▶ [Supplied passage]

* BEGIN *

# Roxie gets a hair cut



## Cornishbecky (Nov 21, 2009)

Till now I havent trimmed Roxie apart from a little shapping at the rear, but im was getting impatiant waiting for someone to show me how to trim her properly for show.
so here is my attampt at a puppy trim with very light scissoring on the jacket area, no trimming done on bottoms of rear legs or any on the front, no top not scissoring, i did take ends off the neck area.
before, fluff dry, and after


----------



## Birdie (Jun 28, 2009)

Wow, I think she looks great! I love that trim.


----------



## neVar (Dec 25, 2009)

she's looking good- ...... would be nice if someone CC'd it so we could learn. I'm thinknig of this clip for the new pup... (cuz apparently i don't like plain jane clips)


----------



## flyingduster (Sep 6, 2009)

ooo, well done! _Nicely_ done too!!!!

Do you want critiques? If so, what trim are you going for exactly?? The 'junior lion' style, or a puppy trim, or something else? It *looks* like you're going for the junior lion with a separate jacket and 'pants' look, but all scissored (ie no shaved butt like the continental clip), correct???

* END *

▶ [Dataset excerpts]
* BEGIN *

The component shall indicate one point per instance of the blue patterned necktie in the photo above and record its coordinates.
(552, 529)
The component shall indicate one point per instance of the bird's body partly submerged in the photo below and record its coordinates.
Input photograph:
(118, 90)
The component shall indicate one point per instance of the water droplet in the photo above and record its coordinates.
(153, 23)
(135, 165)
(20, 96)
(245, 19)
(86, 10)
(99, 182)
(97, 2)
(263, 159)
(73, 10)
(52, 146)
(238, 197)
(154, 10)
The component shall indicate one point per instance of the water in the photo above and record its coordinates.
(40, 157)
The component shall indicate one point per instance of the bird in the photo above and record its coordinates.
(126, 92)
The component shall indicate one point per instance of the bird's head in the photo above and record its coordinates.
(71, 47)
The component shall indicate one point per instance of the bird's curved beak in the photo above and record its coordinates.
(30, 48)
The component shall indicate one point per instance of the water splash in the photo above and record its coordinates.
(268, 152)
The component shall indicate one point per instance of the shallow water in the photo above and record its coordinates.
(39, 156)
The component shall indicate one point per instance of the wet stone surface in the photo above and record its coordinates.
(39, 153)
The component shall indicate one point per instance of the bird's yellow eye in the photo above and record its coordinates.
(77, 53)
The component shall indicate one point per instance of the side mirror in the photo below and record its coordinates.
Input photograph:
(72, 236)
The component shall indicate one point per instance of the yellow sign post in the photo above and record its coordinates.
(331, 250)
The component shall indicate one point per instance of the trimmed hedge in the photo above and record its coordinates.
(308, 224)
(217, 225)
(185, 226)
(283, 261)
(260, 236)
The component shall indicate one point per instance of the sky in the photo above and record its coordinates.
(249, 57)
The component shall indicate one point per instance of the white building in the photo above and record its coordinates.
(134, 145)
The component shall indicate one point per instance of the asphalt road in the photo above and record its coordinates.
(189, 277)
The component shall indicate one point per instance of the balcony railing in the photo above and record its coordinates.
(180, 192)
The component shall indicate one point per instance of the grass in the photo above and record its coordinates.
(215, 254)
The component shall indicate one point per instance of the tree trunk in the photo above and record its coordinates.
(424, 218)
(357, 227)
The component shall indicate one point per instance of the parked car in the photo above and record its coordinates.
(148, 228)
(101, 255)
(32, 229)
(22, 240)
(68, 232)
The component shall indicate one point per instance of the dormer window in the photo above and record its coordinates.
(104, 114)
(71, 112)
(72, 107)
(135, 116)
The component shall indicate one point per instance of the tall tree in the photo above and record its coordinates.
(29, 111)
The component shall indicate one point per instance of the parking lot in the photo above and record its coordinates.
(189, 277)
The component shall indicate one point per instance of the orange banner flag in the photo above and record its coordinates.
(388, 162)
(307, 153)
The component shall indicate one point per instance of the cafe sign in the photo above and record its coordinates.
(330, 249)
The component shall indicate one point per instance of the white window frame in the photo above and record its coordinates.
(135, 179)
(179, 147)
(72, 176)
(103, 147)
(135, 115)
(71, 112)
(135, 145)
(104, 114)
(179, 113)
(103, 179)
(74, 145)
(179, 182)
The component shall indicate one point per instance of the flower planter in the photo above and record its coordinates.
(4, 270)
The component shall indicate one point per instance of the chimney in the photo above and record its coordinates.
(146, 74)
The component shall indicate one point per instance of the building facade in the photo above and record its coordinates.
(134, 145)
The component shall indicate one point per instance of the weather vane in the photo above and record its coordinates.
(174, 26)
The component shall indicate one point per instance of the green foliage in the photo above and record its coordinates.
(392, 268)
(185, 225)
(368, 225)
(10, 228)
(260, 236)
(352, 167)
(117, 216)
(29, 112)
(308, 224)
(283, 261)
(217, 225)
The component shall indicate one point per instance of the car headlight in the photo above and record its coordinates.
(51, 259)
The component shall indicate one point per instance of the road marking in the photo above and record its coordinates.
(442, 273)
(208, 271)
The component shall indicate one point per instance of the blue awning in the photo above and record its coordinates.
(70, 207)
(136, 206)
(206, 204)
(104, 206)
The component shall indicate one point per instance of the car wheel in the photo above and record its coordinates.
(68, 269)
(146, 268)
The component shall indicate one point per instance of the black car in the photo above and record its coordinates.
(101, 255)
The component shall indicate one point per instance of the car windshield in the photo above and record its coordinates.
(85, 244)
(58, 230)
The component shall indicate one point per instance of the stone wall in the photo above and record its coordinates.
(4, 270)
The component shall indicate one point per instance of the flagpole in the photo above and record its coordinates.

* END *

▶ [Short exercise A]
In the thread about Roxie's haircut, which style does flyingduster say Cornishbecky appears to be going for?
▶ [Short exercise B]
Extend the thread about Roxie's haircut beyond its final post.

▶ [Answer A]
The junior lion, with a separate jacket and "pants" look but all scissored.

▶ [Answer B]
Ok, so about the main thing I'd tweak about the groom is to fix up the definition between the jacket and the pants. I LOVE the nicely scissored butt, but it needs to go right up to the jacket, and have a more definite jacket coming out of the body. Think of how the continental has a jacket that comes almost straight out from the shaved butt (though it's 'rounded' of course, I mean it sorta 'sits' on the body, rather than blends gradually in) THAT is what you need to try and pull off with this look too, if that's what you're going for. And to do that, I'd be moving the line of the jacket forwards along the body a bit. there's a very slight 'hump' where the jacket slopes down to the pants; I'd be taking that hump right out and setting the jacket line in there...

I've attached my tweaking. I also took more off the front of the front leg and a teeny bit from the elbow just to straighten the front leg a touch more too. Obviously standing properly stacked with his head up might change the look a bit too, and more neck hair will get the jacket looking better, but it does look good, honest!!

Hmm, and if you're not going for the junior lion trim, then you can throw my critique out the window! LOL!

I love doing this sorta thing, especially cos right now I'm planning on growing Paris into this! hehe


----------



## Cornishbecky (Nov 21, 2009)

the trim im trying to get is called the Scandinavian lion trim (I Think)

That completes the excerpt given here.